Prompt: Your task is to reproduce exactly the lines from the line with "Two rules. Place a point on every instance of the rolled" through the end of the records below.

**********

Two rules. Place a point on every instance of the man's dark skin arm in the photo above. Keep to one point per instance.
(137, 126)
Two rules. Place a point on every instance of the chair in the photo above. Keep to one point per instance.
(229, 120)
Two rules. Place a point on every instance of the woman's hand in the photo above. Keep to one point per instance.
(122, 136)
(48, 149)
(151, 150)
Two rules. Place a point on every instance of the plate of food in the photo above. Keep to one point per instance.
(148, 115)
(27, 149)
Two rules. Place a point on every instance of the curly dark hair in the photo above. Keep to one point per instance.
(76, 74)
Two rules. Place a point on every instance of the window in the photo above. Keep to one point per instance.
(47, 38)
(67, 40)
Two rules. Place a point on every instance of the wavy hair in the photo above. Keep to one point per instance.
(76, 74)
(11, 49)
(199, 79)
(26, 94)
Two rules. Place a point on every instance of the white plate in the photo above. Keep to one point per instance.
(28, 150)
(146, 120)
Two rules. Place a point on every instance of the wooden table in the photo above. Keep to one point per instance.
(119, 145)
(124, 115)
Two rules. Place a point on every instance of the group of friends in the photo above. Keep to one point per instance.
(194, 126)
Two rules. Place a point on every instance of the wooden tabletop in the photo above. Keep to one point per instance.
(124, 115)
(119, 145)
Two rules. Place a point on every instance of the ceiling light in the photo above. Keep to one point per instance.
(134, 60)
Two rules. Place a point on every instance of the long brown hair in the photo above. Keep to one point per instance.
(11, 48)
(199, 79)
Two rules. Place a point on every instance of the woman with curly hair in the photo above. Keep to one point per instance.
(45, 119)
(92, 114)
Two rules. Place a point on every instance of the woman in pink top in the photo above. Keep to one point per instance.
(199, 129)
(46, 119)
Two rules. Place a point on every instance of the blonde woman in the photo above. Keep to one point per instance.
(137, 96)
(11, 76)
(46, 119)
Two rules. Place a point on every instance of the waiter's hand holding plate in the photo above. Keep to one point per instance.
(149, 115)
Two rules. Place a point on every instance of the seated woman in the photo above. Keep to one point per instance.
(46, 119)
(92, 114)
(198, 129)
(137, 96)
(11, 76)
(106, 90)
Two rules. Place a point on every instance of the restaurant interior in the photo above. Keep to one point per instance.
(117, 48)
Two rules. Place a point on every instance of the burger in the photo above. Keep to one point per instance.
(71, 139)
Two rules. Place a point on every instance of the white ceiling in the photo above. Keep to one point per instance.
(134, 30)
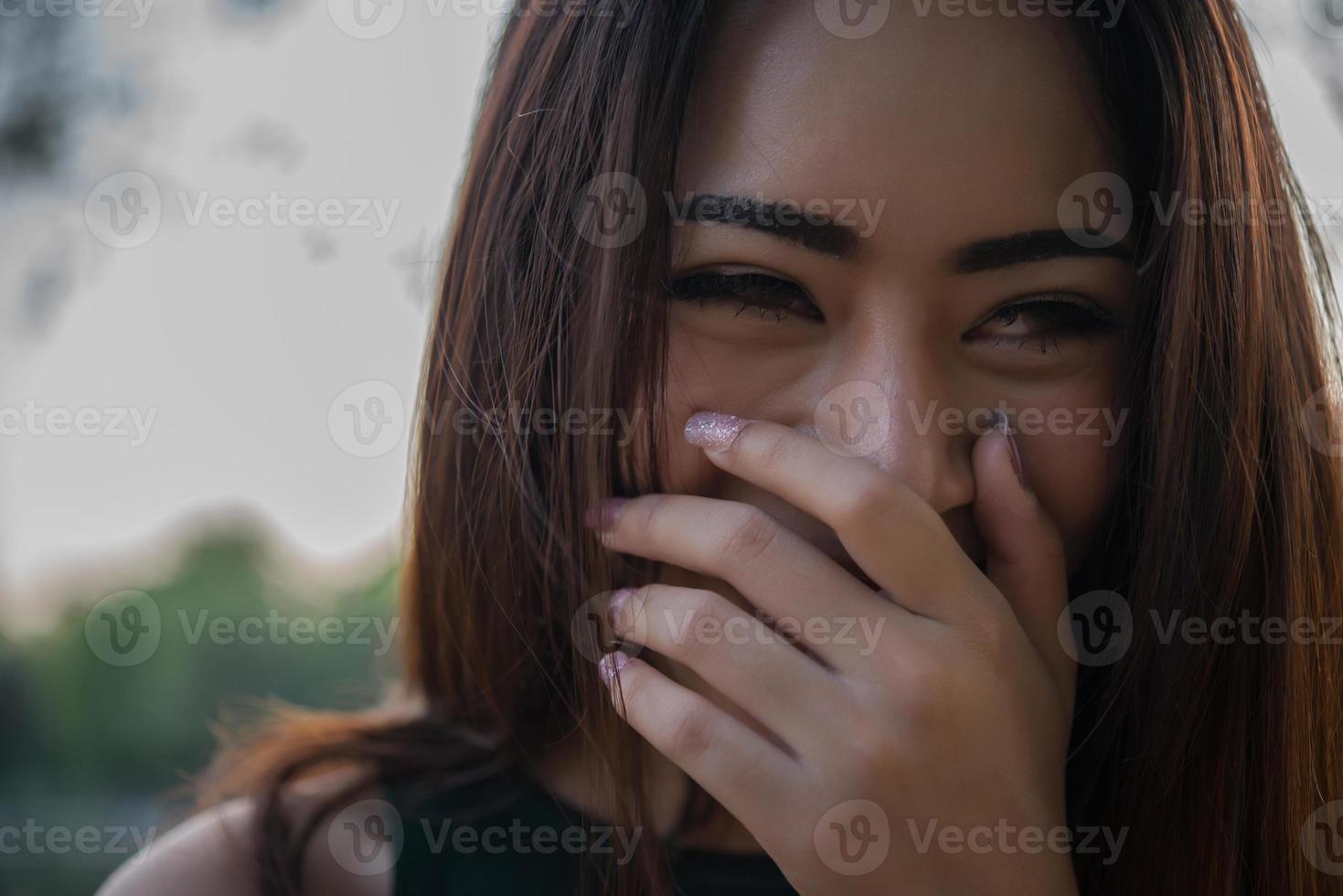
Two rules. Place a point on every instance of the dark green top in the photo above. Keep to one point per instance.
(504, 837)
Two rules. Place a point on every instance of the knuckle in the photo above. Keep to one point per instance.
(690, 733)
(750, 536)
(873, 497)
(647, 511)
(701, 617)
(770, 452)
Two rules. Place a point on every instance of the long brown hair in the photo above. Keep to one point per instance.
(1210, 756)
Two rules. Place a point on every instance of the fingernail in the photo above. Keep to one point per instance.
(610, 667)
(712, 432)
(618, 601)
(602, 515)
(1001, 425)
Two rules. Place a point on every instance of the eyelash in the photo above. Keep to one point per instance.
(775, 298)
(756, 293)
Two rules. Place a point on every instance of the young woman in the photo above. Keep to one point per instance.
(955, 337)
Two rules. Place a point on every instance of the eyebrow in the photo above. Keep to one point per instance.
(784, 219)
(1036, 246)
(789, 220)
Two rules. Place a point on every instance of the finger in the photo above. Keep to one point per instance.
(736, 655)
(890, 531)
(739, 767)
(1025, 552)
(773, 569)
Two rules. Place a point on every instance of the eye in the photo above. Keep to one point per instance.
(752, 293)
(1039, 323)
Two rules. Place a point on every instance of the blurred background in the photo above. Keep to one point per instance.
(220, 223)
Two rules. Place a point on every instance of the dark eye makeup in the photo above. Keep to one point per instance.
(1036, 323)
(756, 294)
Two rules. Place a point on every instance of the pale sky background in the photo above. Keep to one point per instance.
(240, 338)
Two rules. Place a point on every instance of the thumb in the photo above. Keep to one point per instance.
(1025, 552)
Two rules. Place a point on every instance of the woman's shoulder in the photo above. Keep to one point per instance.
(214, 850)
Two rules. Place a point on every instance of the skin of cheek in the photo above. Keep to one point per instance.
(1071, 464)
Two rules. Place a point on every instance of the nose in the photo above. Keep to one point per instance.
(896, 406)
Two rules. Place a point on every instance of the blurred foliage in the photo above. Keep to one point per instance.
(93, 744)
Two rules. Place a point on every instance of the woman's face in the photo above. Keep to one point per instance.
(922, 277)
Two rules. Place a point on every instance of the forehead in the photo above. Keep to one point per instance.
(965, 125)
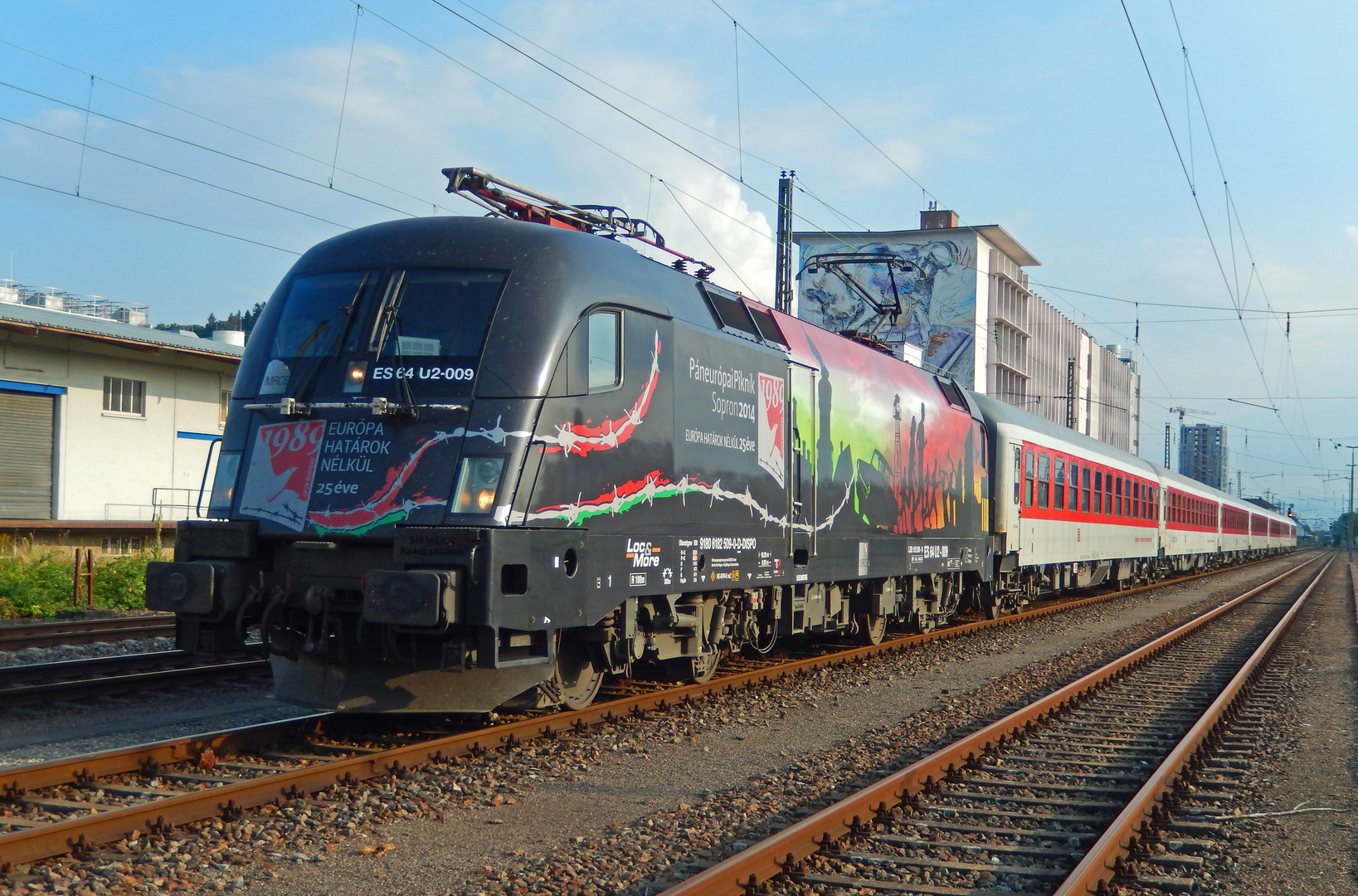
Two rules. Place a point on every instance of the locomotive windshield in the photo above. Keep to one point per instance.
(317, 311)
(420, 324)
(436, 314)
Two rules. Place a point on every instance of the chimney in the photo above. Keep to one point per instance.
(936, 219)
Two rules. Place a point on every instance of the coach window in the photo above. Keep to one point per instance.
(1044, 480)
(1027, 480)
(605, 351)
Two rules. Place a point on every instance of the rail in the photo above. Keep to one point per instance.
(747, 872)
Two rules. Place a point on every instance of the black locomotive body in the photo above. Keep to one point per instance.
(473, 460)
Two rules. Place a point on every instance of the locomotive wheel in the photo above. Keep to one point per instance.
(871, 629)
(576, 676)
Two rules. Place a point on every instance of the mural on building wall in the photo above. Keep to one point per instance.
(937, 299)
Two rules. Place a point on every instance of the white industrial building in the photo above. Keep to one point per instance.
(959, 298)
(105, 421)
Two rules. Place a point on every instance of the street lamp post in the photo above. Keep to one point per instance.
(1349, 520)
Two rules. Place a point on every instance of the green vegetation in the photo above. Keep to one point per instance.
(37, 584)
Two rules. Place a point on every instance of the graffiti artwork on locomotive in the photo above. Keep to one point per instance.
(484, 462)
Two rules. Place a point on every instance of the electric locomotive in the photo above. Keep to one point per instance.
(475, 462)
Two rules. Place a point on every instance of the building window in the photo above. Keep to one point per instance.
(125, 397)
(605, 349)
(1027, 481)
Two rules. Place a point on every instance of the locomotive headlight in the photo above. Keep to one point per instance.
(355, 377)
(224, 485)
(479, 482)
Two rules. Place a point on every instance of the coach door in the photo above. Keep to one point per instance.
(801, 462)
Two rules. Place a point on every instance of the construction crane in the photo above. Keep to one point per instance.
(1180, 411)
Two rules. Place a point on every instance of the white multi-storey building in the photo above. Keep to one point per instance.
(106, 421)
(961, 299)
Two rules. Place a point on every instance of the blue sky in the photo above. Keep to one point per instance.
(1039, 119)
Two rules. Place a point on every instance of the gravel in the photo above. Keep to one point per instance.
(1307, 757)
(630, 806)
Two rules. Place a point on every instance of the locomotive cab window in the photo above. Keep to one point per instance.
(605, 333)
(317, 311)
(437, 314)
(1027, 480)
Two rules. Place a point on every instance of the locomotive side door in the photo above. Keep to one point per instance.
(801, 462)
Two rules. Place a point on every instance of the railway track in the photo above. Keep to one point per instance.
(74, 806)
(1100, 785)
(34, 683)
(46, 635)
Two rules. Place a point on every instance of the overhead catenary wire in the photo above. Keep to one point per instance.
(665, 138)
(215, 123)
(159, 217)
(206, 149)
(1202, 217)
(343, 100)
(737, 273)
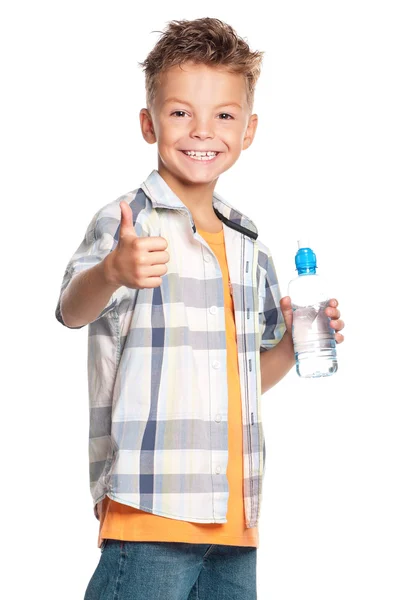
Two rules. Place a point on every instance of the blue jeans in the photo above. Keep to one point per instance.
(173, 571)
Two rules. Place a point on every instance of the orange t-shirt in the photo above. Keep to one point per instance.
(122, 522)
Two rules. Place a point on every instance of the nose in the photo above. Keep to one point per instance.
(202, 129)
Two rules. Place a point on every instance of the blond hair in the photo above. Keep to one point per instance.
(206, 41)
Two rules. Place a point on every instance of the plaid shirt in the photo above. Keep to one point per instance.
(157, 364)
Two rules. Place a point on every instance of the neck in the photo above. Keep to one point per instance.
(198, 198)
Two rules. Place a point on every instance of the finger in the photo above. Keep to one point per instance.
(126, 220)
(156, 270)
(339, 337)
(157, 258)
(337, 325)
(152, 282)
(333, 313)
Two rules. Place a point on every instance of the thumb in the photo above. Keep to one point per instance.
(287, 311)
(126, 220)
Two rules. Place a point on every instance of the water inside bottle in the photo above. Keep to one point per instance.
(314, 341)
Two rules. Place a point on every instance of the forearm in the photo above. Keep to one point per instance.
(276, 363)
(87, 294)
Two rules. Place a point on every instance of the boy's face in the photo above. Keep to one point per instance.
(201, 109)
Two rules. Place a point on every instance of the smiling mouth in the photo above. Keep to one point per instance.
(205, 156)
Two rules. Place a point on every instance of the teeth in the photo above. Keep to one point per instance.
(201, 155)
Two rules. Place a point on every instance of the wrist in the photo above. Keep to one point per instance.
(109, 271)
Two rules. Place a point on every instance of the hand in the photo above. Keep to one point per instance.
(331, 310)
(136, 262)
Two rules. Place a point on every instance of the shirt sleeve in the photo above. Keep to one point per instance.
(272, 323)
(99, 240)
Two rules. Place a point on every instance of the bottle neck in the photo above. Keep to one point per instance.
(307, 271)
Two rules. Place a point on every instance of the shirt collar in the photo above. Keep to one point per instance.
(163, 196)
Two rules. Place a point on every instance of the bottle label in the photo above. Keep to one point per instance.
(311, 327)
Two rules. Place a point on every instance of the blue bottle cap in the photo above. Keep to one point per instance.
(305, 259)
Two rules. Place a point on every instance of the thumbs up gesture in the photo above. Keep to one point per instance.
(137, 262)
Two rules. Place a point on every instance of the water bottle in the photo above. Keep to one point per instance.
(313, 337)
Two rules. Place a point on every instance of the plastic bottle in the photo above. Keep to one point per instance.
(313, 337)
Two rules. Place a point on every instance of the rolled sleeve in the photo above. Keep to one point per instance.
(272, 323)
(99, 240)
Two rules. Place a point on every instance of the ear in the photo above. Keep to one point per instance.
(250, 131)
(147, 128)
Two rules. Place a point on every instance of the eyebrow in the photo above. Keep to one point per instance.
(178, 101)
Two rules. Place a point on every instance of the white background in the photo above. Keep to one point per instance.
(323, 164)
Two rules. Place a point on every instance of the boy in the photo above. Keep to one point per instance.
(186, 331)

**********

Expected answer:
Two rules. Place a point on every instance of the rolled sleeve in the photo above. Keep to one point per instance.
(272, 323)
(99, 240)
Two rules. Place a point on every instance of the ear in the photo above. Keep to one point per instance.
(250, 131)
(147, 128)
Two rules. Place a point on every instance of the eyebrow in the photo above. Keep to one point per instance.
(178, 101)
Two rules. Place a point on every instance of the white background in the photo above. Keep to one point per instance.
(323, 164)
Two rules. Place a point on every instance of the boy in the photo above. Keep to one point per instance.
(186, 331)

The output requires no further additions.